## Your objective
Copy out the stretch from the line containing "like x=292 y=105." through the line containing "x=292 y=121", substituting "cloudy sky" for "overcast sky" and leaving everything else unchanged.

## Input
—————

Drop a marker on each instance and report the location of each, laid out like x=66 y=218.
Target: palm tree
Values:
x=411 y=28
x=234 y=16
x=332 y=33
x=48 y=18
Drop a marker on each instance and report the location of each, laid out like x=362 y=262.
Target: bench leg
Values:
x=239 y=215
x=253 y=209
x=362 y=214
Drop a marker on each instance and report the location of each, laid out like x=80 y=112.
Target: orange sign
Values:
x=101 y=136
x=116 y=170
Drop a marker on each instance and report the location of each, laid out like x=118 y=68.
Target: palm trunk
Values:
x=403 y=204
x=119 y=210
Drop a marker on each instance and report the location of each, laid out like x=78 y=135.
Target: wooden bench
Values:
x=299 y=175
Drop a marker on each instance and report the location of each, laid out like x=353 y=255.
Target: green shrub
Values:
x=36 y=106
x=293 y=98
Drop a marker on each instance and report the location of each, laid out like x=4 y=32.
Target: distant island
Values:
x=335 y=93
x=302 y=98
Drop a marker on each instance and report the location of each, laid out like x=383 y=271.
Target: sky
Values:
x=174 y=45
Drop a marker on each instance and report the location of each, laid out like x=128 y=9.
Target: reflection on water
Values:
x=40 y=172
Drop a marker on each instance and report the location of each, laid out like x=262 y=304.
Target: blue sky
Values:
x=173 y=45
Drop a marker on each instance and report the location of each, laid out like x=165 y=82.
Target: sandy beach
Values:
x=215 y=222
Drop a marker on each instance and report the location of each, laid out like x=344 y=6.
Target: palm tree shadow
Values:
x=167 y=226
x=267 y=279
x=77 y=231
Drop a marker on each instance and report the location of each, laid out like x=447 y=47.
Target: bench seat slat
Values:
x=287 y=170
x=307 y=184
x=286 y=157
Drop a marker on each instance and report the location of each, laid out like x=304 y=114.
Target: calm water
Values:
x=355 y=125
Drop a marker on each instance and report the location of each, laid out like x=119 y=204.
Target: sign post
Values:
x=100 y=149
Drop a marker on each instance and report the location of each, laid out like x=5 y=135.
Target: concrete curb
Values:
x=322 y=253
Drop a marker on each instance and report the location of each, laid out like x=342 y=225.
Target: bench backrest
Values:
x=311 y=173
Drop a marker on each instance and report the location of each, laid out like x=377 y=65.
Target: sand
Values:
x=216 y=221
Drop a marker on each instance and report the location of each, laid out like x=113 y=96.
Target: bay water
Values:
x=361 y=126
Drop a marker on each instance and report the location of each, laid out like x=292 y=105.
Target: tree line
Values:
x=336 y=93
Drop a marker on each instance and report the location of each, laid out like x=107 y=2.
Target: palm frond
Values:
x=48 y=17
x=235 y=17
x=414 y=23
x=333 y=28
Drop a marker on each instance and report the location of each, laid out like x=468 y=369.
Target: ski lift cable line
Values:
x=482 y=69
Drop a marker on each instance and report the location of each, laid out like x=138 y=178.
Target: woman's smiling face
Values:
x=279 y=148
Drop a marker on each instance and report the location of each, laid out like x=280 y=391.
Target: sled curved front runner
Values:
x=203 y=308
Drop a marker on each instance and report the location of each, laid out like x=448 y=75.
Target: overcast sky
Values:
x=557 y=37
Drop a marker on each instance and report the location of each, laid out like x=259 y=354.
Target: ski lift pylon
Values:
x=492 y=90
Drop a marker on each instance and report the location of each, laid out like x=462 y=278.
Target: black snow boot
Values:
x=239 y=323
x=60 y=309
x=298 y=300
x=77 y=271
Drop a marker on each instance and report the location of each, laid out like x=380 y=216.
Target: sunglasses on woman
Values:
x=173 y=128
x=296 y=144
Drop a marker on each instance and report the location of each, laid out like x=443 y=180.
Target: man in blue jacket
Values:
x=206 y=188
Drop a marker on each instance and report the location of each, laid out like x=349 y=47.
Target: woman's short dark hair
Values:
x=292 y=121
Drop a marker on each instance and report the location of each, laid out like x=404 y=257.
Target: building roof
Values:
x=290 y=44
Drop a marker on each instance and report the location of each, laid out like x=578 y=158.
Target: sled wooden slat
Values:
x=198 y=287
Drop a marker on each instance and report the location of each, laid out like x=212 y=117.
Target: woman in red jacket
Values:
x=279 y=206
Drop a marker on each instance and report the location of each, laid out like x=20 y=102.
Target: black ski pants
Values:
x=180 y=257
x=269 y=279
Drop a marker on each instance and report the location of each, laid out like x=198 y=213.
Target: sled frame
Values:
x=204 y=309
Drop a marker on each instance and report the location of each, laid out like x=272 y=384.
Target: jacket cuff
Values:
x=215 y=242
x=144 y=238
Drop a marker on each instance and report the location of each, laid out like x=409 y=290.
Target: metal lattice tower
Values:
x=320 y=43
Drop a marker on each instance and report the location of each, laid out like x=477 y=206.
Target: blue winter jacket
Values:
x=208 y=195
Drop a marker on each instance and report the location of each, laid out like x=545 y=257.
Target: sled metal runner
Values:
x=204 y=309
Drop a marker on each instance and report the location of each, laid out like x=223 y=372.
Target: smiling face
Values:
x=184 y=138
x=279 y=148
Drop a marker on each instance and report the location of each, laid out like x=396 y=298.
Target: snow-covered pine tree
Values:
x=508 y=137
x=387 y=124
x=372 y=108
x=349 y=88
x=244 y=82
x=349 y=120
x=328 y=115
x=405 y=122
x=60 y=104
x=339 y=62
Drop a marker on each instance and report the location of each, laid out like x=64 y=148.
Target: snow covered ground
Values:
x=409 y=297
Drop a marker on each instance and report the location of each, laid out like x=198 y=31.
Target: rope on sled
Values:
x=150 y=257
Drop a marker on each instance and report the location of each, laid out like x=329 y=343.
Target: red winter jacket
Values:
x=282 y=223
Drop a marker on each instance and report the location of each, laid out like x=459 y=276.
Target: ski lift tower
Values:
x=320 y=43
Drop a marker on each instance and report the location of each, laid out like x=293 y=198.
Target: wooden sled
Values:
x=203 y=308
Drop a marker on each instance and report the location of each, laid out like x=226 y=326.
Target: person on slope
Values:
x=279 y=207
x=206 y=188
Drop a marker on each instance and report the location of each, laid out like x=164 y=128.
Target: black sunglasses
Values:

—————

## Written solution
Drop a marker on each instance and report the location of each, laid out like x=292 y=105.
Target: tree line
Values:
x=336 y=93
Drop a marker on each instance and report the location of each, laid out like x=107 y=2.
Target: palm frond
Values:
x=48 y=17
x=235 y=17
x=414 y=23
x=333 y=28
Drop a marker on each instance and report the location of each, laid out like x=468 y=369.
Target: ski lift cable line
Values:
x=482 y=69
Drop a marker on each instance and report the location of each, laid out like x=138 y=178.
Target: woman's smiling face
Values:
x=279 y=148
Drop a marker on each instance and report the location of each, laid out like x=280 y=391.
Target: sled curved front runner
Values:
x=203 y=308
Drop a marker on each instance and report the location of each, laid out like x=448 y=75.
Target: cloudy sky
Values:
x=557 y=37
Drop a marker on each instance and report the location of each, laid out like x=259 y=354.
Target: ski lift pylon
Values:
x=492 y=90
Drop a marker on each instance and report the location of each, laid out like x=462 y=278.
Target: black snow boot
Values:
x=239 y=323
x=60 y=309
x=298 y=300
x=77 y=271
Drop a marker on each instance and report the location of each, laid out like x=380 y=216.
Target: sunglasses on woman
Values:
x=173 y=128
x=296 y=144
Drop a marker on each instance and report the location of each, laid out like x=443 y=180.
Target: man in blue jacket
Values:
x=206 y=188
Drop a marker on each instance and report the location of each, laid out like x=349 y=47.
Target: woman's short dark hair
Values:
x=292 y=121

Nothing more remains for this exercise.